According to the film passage, how many Polaris missiles does Malloy find missing from the wreck of the Thresher?

***** Passage

Special Mission Lady Chaplin (, , , also known as Operation Lady Chaplin) is a 1966 Italian-French-Spanish Eurospy film directed by Alberto De Martino and Sergio Grieco. It is the third and last of the Secret Agent 077 film series starring Ken Clark as 077 and Daniela Bianchi as fashion expert and professional killer Lady Arabella Chaplin. Bianchi reprised her role as Arabella in Your Turn to Die (1967). The film was shot in New York City, London, Madrid, Rome, and Paris.

Plot
CIA Secret Agent 077 Dick Malloy (Jack Clifton in the German release) is sent to Madrid when someone wishes to sell a dog tag apparently recovered from the sunken American nuclear submarine USS Thresher. Once the item is identified as a genuine article, the man selling the information is killed before he can reveal how he acquired the dog tag from the ocean floor. Malloy and his boss Heston interview the Howard Hughes type marine salvage multi-millionaire Zoltan in order to determine whether the wreck of the submarine could be accessed. Zoltan denies it is possible but Heston and Malloy do not believe Zoltan is telling the truth.

Using an advanced bathysphere, Malloy travels to the site of the remains of the Thresher and discovers that the 16 Polaris missiles with nuclear warheads carried by the submarine are missing.

**********
***** Data shown

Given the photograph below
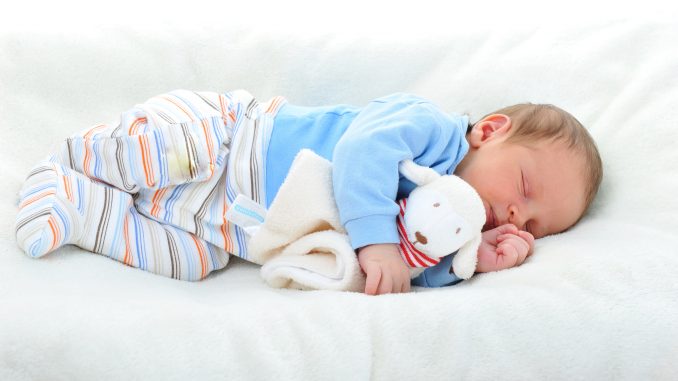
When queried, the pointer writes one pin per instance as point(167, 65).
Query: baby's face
point(538, 187)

**********

▶ **Final result**
Sixteen Polaris missiles with nuclear warheads.